Data excerpts
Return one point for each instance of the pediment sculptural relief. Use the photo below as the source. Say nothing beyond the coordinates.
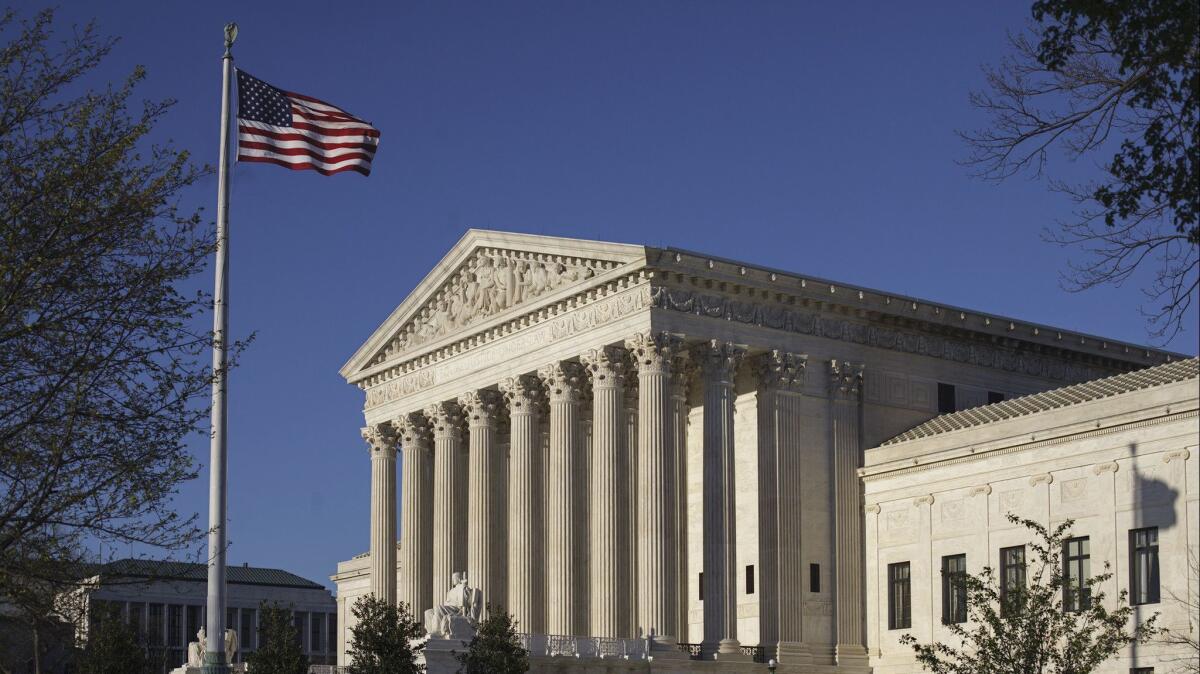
(492, 281)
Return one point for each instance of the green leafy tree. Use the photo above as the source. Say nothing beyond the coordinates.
(496, 648)
(113, 647)
(103, 354)
(1026, 629)
(1117, 80)
(279, 643)
(381, 642)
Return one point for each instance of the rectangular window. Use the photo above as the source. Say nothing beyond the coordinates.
(1144, 565)
(1077, 560)
(1012, 572)
(954, 588)
(899, 596)
(946, 403)
(193, 623)
(331, 618)
(247, 630)
(299, 620)
(137, 623)
(315, 632)
(175, 626)
(154, 625)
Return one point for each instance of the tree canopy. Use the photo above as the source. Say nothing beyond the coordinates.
(1117, 80)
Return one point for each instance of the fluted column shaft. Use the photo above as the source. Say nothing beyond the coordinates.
(564, 603)
(719, 362)
(681, 375)
(629, 473)
(780, 378)
(417, 547)
(609, 570)
(655, 492)
(486, 541)
(382, 441)
(449, 506)
(526, 512)
(845, 411)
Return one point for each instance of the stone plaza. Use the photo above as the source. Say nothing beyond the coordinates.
(655, 453)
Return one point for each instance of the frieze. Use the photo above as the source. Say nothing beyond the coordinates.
(491, 282)
(559, 328)
(832, 328)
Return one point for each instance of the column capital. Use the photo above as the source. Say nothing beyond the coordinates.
(781, 371)
(719, 360)
(845, 379)
(381, 439)
(683, 367)
(606, 366)
(481, 407)
(564, 381)
(522, 393)
(652, 351)
(444, 417)
(413, 431)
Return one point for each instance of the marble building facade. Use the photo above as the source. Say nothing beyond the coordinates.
(619, 441)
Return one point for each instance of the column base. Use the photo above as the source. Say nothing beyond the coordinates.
(793, 653)
(851, 655)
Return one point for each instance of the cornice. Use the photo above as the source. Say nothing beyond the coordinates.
(681, 266)
(869, 475)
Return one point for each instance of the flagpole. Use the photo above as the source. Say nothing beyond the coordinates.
(214, 657)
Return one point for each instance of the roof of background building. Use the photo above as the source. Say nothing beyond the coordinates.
(1055, 398)
(198, 572)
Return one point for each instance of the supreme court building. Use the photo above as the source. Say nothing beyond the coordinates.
(636, 447)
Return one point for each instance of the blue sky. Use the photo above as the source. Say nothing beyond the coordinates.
(809, 137)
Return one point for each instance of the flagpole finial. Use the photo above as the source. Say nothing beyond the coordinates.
(231, 35)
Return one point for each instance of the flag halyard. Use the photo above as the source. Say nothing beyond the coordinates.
(300, 132)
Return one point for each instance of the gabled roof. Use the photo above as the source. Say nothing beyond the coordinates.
(576, 260)
(154, 570)
(1056, 398)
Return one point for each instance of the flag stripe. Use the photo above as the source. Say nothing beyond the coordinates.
(294, 139)
(300, 132)
(361, 169)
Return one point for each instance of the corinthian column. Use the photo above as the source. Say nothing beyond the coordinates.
(629, 473)
(780, 613)
(417, 549)
(449, 505)
(845, 411)
(526, 513)
(382, 441)
(681, 377)
(719, 362)
(655, 515)
(609, 522)
(486, 551)
(565, 603)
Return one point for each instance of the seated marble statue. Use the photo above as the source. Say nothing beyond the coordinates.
(196, 649)
(459, 614)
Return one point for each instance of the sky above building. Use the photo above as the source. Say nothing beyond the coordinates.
(817, 138)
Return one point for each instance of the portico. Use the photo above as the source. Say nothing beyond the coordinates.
(621, 441)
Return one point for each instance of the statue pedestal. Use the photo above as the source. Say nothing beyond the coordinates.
(439, 654)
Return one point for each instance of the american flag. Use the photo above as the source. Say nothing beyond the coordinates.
(300, 132)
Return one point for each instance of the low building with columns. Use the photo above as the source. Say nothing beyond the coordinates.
(635, 447)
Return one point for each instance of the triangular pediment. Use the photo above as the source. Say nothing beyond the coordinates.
(486, 276)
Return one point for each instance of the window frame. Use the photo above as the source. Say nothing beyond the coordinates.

• Exercise description:
Copy out all the records exactly as they read, and omit the pictures.

• Solution:
Return one point for each instance of the pediment sculptural relief. Use the photo below as the source. Say nothing beyond the coordinates.
(492, 281)
Return one point for each instance of the green leafy tree. Use the photo above as the source. Say nothing beyond the coordinates.
(496, 648)
(113, 647)
(103, 354)
(1026, 629)
(1117, 80)
(279, 643)
(381, 642)
Return one point for each instance of the rectangular window. Use the photo above as the source. Say nothing beyond the coordinates.
(1144, 565)
(1077, 560)
(1012, 572)
(954, 588)
(899, 596)
(946, 403)
(193, 623)
(331, 618)
(247, 630)
(299, 620)
(137, 623)
(315, 632)
(175, 626)
(154, 625)
Return one point for each instance of the tree canopy. Use the photo above as the source. Say nothing beyond the coordinates.
(1117, 80)
Return one point for each instance of the fluted column shaft. Use the photo above as the source. Say nothing beyond the coordinates.
(564, 603)
(719, 362)
(681, 375)
(629, 473)
(780, 378)
(417, 547)
(609, 570)
(655, 492)
(486, 541)
(382, 441)
(449, 506)
(526, 512)
(845, 411)
Return one point for each instance of the stone plaza. Use the photo above as the source. Say nothing beyond the coordinates.
(655, 453)
Return one point for each instance of the frieze. Use the photo above as the source. Say nothing beyond the coordinates.
(491, 282)
(559, 328)
(832, 328)
Return one point for each instance of the column capital. Use the photo above as the source. Say nothing beyond the coordinates.
(781, 371)
(719, 360)
(845, 379)
(381, 439)
(683, 367)
(606, 366)
(481, 407)
(564, 381)
(522, 393)
(652, 351)
(444, 417)
(413, 431)
Return one point for each instance of the marble building facade. Use the photo above as the source. Say nothing beyond the coordinates.
(619, 441)
Return one point for each instance of the column base. Use the photo above as the source. Say nothing beyond the coordinates.
(793, 653)
(851, 655)
Return one point for each instance of the cornice. Use the photo above as the source. Say nothing beyond the coordinates.
(681, 266)
(869, 475)
Return one point for each instance of the flagpole. Use the photo above as the source. Say nothing beyond the coordinates.
(214, 657)
Return one point for each instance of the roof of background building. Use the photo above as the source. Say nothing beyond the coordinates.
(1055, 398)
(198, 572)
Return one point for each instance of the supreme court building. Use the photo above as the source. Say nothing beyond the coordinates.
(636, 447)
Return one point for each instance of the blue sky. Use the photo above as the source. Say nothing beyond the coordinates.
(809, 137)
Return one point for each instance of the flagpole finial. Use the photo above as the source. Say nothing beyond the coordinates.
(231, 35)
Return one point for each instance of the flag halyard. Use the photo above as the source. Say nothing beyond the coordinates.
(300, 132)
Return one point for each instance of the gabled roof. Use the photo above as the source. Say nothing beyond the coordinates.
(576, 260)
(154, 570)
(1056, 398)
Return one point for each instance of the flag stripe. Use the photo above as the source. Say nothing beyond the coordinates.
(294, 139)
(300, 132)
(361, 169)
Return one point for each instance of the corinthian column. Use the photo above as the source. Say nothing beyond the coordinates.
(629, 473)
(780, 613)
(417, 549)
(449, 505)
(845, 411)
(526, 513)
(382, 441)
(681, 377)
(719, 362)
(655, 515)
(609, 522)
(486, 551)
(565, 603)
Return one point for each instance of the seated marble statue. Use the photo above as the source. Say nothing beyond the coordinates.
(196, 649)
(459, 614)
Return one point for each instance of the sky above building. Use the photo above as the source. Say nothing beyond the coordinates.
(817, 138)
Return one point for each instance of the portico. Use the photo above as the source. Say nothing beyond the coordinates.
(621, 441)
Return one point for each instance of the statue pedestal. Use the photo above as the source. Say nothing beyond the coordinates.
(439, 654)
Return one point for each instance of the american flag. Use the photo above as the source. Say nothing beyond the coordinates.
(300, 132)
Return one point for each instance of the low building with columns. Use the photo above as the source. Say nothing beyond the coordinates.
(635, 447)
Return one point for each instance of the triangular pediment. Use the photo above as the source. Say nothing beyond the coordinates.
(486, 276)
Return one point for each instance of the window frame. Use the photo above as the source. Say nothing beyond the coordinates.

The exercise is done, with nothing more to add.